## WRITTEN PROBLEM A
Answer these questions from the solar-wind passage, one line each, marked as the questions are.
(i) What magnetic-field strength do the solid circles represent?
(ii) Data from which observatory was used to derive the flux-expansion factor in the original Wang and Sheeley equation?
(iii) Which years make up the previous solar minimum that is compared with the last one?
## WRITTEN PROBLEM B
Update part of the solar-wind passage by writing it out again with "dashed" replaced by "dotted". Begin at the words "Dependence of velocity" and stop after "1986 to 2009.".

## PASSAGE SHOWN
═══
Dependence of velocity on the flux-expansion factor. Triangles are averages of all data in each year. Solid circles are data with weak magnetic-field strength (< 5 G) and small expansion factors (< 100), while open circles are those with strong magnetic-field strength (> 50 G) and a large expansion factor (> 1000). A solid curved line is the best-fit solution for Equation (3), while a dashed line is the average best-fit solution for the 24 years of data from year 1986 to 2009.

The inverse relation between velocity and the flux-expansion factor was originally found by Wang and Sheeley (1990, 1991), and its inverse equation has been improved by Arge and Pizzo (2000) for solar-wind prediction. The original Wang and Sheeley equation was based upon the empirical correlation between the velocities observed at the Earth and the flux-expansion factor derived with the data measured at the Wilcox Solar Observatory. On the other hand, Arge and Pizzo (2000) propagated the solar-wind predicted on the source surface using Equation (3) to the Earth, and then made iterations changing parameters in the equation until a reasonably good agreement was obtained between in-situ observations and predicted velocities at the Earth. Although Equation (4) can be applied for all latitudes, the WSA equation should be applied for the observations near the solar Equator because it was derived by making an iterative comparison with the low-latitude in-situ data. The numerators of the second term in Equation (4) and the WSA equation exhibit a two-fold difference. This was caused mainly by the difference in the magnetic-field data, and therefore Equation (4) should be applied to Kitt Peak data, which were measured with a higher spatial resolution than those of the Wilcox Solar Observatory.

Figure 3 shows yearly variations in the expansion factors derived for the five solar-wind velocity ranges of 300 – 400, 400  – 500, 500 – 600, 600 – 700, and \({>}\,700~ \mathrm {km}\,\mathrm {s}^{-1} \). We compared the flux expansions between the last solar minimum (2007 – 2009) and the previous minimum (1994 – 1996) in Table 1. The differences were less than \(1\sigma\) variances of the all-year averages, but between two minimum phases, there were small but statistically significant differences in medium- and high-velocity winds. In the last solar minimum, \(f\) increased 1.1 to 1.4 times, and this increase was similar to that reported by Wang and Sheeley (2013), who compared Ulysses polar passes in 1993 – 1996 and 2006 – 2008, finding an increase of 1.2 times and a decrease in the median wind velocity by 3 % (from \(740~ \mathrm {km}\,\mathrm {s}^{-1} \)).

Figure 3

Yearly variation in the expansion factors for the five solar-wind velocity ranges of 300 – 400, 400 – 500, 500 – 600, 600 – 700, and \({>}\,700~ \mathrm {km}\,\mathrm {s}^{-1} \), respectively.
═══
## COLLECTED DATA
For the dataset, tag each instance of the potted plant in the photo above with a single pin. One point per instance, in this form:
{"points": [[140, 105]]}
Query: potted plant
═══
## TASK ANSWER A
(i) Weak magnetic-field strength, below 5 G.
(ii) The Wilcox Solar Observatory.
(iii) 1994 – 1996.

## TASK ANSWER B
Dependence of velocity on the flux-expansion factor. Triangles are averages of all data in each year. Solid circles are data with weak magnetic-field strength (< 5 G) and small expansion factors (< 100), while open circles are those with strong magnetic-field strength (> 50 G) and a large expansion factor (> 1000). A solid curved line is the best-fit solution for Equation (3), while a dotted line is the average best-fit solution for the 24 years of data from year 1986 to 2009.